### Work to do
In the rows below, take everything from the line containing "Return one point per instance of the person's hand" down to the line containing "(1039, 661)", both included, and arrange those lines as a JSON list of strings with one string per line and blank lines left out.
===== Input
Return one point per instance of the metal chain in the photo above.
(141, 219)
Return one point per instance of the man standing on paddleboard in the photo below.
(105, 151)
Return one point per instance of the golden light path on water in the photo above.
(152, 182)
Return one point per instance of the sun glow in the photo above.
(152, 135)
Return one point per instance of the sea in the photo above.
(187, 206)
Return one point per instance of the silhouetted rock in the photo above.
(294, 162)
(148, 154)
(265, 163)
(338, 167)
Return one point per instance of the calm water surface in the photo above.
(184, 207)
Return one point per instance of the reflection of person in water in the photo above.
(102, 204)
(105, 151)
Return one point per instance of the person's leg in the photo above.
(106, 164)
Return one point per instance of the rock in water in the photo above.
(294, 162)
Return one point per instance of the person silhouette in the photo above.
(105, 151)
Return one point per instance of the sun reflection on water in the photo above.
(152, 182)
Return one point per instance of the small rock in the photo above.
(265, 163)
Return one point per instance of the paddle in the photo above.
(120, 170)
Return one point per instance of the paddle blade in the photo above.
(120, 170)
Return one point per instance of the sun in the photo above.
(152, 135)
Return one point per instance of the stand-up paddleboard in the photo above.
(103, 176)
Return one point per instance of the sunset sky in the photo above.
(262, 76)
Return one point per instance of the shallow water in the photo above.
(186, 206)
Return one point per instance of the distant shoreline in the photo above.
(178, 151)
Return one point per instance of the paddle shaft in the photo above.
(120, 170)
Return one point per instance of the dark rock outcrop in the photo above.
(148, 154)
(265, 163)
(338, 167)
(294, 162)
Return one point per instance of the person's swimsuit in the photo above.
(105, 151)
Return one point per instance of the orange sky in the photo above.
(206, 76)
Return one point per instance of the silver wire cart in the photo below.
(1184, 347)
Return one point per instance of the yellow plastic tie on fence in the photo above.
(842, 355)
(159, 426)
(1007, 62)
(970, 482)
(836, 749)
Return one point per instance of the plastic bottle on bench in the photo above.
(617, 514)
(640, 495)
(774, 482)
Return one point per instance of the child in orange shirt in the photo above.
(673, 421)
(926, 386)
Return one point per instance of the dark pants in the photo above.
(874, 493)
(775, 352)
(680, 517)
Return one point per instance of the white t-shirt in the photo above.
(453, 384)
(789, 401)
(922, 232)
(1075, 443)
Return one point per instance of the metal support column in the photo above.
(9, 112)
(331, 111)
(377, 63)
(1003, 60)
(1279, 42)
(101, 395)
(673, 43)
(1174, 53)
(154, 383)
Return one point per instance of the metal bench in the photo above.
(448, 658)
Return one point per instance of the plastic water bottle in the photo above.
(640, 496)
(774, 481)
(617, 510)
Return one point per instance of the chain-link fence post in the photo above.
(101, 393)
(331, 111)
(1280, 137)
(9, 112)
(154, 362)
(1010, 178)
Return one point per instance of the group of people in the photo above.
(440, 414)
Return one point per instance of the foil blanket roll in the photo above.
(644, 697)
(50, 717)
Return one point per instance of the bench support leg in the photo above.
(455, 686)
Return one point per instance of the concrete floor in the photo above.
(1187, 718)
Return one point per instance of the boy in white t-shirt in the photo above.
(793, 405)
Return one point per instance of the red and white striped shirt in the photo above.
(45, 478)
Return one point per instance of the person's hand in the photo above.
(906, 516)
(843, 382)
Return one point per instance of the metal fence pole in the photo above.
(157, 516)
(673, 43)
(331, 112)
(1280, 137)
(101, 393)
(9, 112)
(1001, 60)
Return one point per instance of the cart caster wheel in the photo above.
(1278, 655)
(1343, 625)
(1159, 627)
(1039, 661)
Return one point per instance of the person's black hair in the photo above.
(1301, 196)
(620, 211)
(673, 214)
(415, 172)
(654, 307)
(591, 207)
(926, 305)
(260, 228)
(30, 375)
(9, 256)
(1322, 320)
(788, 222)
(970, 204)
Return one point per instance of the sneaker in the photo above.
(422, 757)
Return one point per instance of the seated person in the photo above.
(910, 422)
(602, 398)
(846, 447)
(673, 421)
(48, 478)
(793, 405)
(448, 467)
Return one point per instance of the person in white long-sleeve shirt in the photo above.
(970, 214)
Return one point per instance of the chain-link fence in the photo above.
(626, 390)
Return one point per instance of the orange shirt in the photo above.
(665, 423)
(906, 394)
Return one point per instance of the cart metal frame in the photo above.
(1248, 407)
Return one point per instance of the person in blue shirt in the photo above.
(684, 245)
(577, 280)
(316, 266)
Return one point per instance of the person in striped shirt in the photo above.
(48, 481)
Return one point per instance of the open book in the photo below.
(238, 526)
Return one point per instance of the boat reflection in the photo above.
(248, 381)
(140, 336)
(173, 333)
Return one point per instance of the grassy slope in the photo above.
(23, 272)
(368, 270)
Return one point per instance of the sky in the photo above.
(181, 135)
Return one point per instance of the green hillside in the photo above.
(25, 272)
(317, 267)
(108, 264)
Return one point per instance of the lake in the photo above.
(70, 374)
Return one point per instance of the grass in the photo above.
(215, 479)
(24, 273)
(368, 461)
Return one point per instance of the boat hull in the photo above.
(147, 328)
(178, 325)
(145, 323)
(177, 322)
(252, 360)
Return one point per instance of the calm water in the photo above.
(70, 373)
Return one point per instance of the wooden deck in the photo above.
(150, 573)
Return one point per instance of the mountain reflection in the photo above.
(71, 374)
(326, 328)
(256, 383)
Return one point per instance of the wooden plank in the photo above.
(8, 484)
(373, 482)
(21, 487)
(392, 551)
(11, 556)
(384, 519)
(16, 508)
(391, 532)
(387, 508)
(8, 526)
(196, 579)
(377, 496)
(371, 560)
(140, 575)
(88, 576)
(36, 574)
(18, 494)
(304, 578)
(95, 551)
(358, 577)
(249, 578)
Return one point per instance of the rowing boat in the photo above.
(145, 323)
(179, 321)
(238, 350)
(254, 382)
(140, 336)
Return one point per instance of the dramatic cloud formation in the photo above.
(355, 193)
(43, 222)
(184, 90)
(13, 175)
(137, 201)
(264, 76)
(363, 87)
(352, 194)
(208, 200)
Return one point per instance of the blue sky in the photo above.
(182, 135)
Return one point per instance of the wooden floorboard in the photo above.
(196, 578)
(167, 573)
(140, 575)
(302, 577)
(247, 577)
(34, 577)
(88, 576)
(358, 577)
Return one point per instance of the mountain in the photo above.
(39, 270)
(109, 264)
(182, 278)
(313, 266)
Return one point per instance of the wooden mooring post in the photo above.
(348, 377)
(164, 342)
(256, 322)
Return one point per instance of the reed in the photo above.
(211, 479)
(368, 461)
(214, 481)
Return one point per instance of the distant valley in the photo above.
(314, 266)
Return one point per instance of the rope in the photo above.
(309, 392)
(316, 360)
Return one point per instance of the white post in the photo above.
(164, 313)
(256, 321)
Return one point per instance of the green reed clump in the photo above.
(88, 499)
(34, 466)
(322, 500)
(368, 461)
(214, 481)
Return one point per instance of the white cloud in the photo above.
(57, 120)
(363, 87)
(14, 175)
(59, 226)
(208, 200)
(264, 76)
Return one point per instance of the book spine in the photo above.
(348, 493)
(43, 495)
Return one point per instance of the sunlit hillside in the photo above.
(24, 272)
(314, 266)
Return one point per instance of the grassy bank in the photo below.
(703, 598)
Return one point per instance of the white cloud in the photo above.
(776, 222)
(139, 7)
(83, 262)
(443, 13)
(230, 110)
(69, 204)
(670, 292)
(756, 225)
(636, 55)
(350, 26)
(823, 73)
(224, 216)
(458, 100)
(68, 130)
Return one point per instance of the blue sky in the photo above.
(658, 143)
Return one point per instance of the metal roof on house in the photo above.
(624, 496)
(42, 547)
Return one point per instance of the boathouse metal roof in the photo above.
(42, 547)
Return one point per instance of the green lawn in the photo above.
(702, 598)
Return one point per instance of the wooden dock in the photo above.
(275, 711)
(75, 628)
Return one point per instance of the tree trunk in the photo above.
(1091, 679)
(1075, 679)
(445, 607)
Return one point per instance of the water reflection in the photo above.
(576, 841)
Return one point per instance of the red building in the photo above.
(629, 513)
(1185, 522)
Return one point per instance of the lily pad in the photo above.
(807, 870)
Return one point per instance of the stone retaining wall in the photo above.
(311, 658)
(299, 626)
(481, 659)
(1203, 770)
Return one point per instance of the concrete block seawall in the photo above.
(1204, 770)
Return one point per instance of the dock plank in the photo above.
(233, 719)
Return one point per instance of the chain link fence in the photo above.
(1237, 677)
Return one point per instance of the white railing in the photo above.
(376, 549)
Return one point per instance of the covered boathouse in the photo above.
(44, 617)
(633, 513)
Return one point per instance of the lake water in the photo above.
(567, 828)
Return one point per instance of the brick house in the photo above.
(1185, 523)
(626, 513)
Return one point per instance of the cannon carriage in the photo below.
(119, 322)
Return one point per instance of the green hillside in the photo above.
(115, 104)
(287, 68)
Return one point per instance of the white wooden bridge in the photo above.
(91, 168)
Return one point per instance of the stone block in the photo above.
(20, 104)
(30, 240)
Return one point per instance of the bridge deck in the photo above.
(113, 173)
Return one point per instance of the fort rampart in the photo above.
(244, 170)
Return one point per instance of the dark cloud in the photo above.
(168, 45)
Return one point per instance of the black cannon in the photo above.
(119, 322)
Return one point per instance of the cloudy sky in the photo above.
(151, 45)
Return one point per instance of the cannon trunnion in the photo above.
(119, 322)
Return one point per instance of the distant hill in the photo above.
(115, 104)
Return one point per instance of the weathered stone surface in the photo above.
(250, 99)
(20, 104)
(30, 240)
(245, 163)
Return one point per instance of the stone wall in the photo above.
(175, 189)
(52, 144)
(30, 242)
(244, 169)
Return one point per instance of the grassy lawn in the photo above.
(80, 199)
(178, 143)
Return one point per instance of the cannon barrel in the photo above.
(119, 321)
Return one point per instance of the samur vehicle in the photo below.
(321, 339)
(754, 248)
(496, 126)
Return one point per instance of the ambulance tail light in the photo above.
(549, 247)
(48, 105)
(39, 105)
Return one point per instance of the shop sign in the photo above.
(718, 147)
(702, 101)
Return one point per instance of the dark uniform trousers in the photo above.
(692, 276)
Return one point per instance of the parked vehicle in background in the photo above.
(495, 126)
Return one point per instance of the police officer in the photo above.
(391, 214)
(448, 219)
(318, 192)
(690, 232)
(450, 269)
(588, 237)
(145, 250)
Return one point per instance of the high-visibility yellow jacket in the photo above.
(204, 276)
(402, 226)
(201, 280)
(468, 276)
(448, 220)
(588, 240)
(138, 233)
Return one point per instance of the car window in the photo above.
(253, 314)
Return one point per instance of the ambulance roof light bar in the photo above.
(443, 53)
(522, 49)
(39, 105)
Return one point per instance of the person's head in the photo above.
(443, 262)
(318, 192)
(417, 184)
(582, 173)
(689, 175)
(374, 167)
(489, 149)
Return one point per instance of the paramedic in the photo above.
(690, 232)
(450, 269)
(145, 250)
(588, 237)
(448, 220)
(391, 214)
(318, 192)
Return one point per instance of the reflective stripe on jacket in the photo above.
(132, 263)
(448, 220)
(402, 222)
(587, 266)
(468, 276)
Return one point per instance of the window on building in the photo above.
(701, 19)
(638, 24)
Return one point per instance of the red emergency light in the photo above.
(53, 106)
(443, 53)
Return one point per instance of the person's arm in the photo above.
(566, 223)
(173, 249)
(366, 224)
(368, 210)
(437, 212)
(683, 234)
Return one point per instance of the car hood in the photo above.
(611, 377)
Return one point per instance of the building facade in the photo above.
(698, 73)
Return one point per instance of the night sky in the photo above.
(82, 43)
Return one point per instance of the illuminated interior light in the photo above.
==========
### Finished task
[
  "Return one point per instance of the person's hand in the photo above.",
  "(906, 516)",
  "(843, 382)",
  "Return one point per instance of the metal fence pole in the photo above.",
  "(157, 516)",
  "(673, 43)",
  "(331, 112)",
  "(1280, 137)",
  "(101, 393)",
  "(9, 112)",
  "(1001, 60)",
  "Return one point per instance of the cart caster wheel in the photo above.",
  "(1278, 655)",
  "(1343, 625)",
  "(1159, 627)",
  "(1039, 661)"
]